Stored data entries
*** Block opens ***
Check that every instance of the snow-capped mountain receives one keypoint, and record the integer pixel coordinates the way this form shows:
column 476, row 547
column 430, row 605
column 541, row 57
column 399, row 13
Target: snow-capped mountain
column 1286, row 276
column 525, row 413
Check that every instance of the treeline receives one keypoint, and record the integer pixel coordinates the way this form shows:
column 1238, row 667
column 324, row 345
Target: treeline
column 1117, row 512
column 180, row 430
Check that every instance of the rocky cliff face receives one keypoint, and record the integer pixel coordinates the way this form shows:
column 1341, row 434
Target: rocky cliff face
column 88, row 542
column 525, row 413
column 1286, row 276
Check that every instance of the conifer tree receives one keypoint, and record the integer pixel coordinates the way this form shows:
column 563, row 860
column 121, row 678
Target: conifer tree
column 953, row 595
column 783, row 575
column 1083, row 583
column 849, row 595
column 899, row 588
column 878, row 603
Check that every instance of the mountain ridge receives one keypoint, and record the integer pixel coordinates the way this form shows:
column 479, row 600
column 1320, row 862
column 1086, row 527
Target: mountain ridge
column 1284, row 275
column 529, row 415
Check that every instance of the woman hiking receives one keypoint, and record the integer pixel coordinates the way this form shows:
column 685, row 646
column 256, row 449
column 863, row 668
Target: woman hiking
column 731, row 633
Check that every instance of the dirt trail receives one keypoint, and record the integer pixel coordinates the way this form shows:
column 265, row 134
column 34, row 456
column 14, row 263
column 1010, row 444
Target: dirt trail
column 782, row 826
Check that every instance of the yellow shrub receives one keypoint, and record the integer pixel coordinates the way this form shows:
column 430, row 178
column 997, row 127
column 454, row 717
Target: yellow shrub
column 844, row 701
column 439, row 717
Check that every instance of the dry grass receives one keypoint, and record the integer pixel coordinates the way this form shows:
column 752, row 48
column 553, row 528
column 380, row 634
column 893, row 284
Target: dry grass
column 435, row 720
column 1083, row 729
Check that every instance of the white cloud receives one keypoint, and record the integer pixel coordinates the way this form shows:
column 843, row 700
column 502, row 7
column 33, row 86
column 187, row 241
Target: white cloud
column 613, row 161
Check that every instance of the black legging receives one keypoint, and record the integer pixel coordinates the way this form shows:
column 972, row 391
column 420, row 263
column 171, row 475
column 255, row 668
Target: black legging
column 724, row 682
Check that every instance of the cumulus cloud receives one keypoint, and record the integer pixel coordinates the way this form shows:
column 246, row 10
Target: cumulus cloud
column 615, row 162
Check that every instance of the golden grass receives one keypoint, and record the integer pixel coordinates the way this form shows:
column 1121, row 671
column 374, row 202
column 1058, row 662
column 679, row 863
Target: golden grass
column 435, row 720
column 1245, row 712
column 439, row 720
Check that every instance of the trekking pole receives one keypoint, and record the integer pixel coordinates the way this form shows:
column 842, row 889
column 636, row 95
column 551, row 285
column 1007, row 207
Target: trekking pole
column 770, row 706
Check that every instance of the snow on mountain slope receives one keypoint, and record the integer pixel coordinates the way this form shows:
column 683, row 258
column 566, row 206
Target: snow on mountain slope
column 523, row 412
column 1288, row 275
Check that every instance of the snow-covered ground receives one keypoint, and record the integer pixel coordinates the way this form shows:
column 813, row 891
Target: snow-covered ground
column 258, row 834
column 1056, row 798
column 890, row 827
*** Block closes ***
§ Task to carry out: All records above must be printed again, exactly.

§ Output below:
Check that every instance of the snow-capped mountain receives one keypoint, and record the integer pixel coordinates the way this form shows:
column 476, row 547
column 430, row 605
column 541, row 57
column 399, row 13
Target: snow-capped mountain
column 1286, row 276
column 525, row 413
Check that every instance of the treeline receives one keypoint, and record the integer pixel coordinates the way this form shows:
column 1238, row 667
column 324, row 345
Target: treeline
column 1117, row 512
column 180, row 430
Check that every instance of the rocky cliff face receives one keypoint, and record the integer pixel coordinates the way this form shows:
column 1341, row 434
Target: rocky cliff face
column 88, row 542
column 525, row 413
column 1286, row 276
Check that every instance of the conifer tree receives one keypoint, and record the integer pixel coordinates the way this form shows:
column 563, row 860
column 121, row 678
Target: conifer tree
column 953, row 595
column 783, row 575
column 1083, row 583
column 849, row 595
column 899, row 588
column 878, row 603
Check that every instance of the mountain ridge receives one keypoint, and record the integer pixel coordinates the way this form shows:
column 479, row 600
column 1320, row 862
column 1086, row 527
Target: mountain ridge
column 1284, row 275
column 529, row 415
Check that every instance of the woman hiking receives one keypoint, and record the integer pixel coordinates the way this form shows:
column 685, row 646
column 256, row 449
column 863, row 668
Target: woman hiking
column 731, row 633
Check that every instance of the dirt trail receives one keypoint, and record the integer pixel coordinates the way this form shows:
column 265, row 134
column 34, row 456
column 14, row 263
column 1010, row 444
Target: dirt trail
column 782, row 826
Check that every instance of the yellow shrub receives one keypoint, and record the integer pixel coordinates the way this form shows:
column 430, row 178
column 997, row 127
column 454, row 717
Target: yellow shrub
column 844, row 701
column 439, row 717
Check that every instance of the dry grass receives one keypoint, and record the integer pixel coordinates the way this form shows:
column 752, row 48
column 553, row 528
column 380, row 634
column 893, row 284
Target: dry grass
column 435, row 720
column 1083, row 729
Check that every instance of the white cloud receives one keypoint, and record the integer pixel coordinates the way this form shows:
column 843, row 700
column 502, row 7
column 33, row 86
column 187, row 241
Target: white cloud
column 613, row 161
Check that every instance of the black legging receives one keypoint, and record the integer pixel coordinates the way this form shows:
column 972, row 391
column 420, row 263
column 171, row 475
column 255, row 668
Target: black legging
column 724, row 682
Check that every instance of the cumulus cloud receives one keypoint, and record the integer pixel coordinates the way this form shows:
column 246, row 10
Target: cumulus cloud
column 615, row 162
Check that every instance of the golden grass receives one keypoint, and record the integer pixel coordinates the way this form shows:
column 1121, row 671
column 374, row 202
column 1058, row 662
column 679, row 863
Target: golden grass
column 435, row 720
column 1245, row 712
column 439, row 720
Check that every instance of the trekking pole receives one keypoint, and record the integer pixel coordinates the way this form shows:
column 842, row 889
column 636, row 95
column 551, row 285
column 1007, row 207
Target: trekking pole
column 770, row 706
Check that every instance of the snow on mountain slope receives one keypoint, and record the integer pixel coordinates the way this form shows:
column 683, row 258
column 566, row 206
Target: snow on mountain slope
column 523, row 412
column 1288, row 275
Check that every instance of the snow-covered ground receives one keypoint, and record the integer pixel coordinates the way this form shows:
column 813, row 891
Target: snow-covered ground
column 258, row 834
column 1056, row 798
column 890, row 827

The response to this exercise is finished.